- _Data for the task_
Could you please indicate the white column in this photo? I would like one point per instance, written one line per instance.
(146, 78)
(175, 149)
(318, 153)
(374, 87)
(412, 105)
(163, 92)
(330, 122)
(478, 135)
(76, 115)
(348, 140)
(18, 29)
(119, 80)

- _Instructions to follow_
Each line of the material above must be retyped exactly as written.

- _Written answer_
Could you please indicate the white column in this photo? I would like one point per instance, written one line per instance.
(146, 78)
(175, 149)
(318, 153)
(374, 87)
(412, 105)
(163, 92)
(330, 122)
(478, 135)
(76, 115)
(348, 140)
(18, 29)
(119, 80)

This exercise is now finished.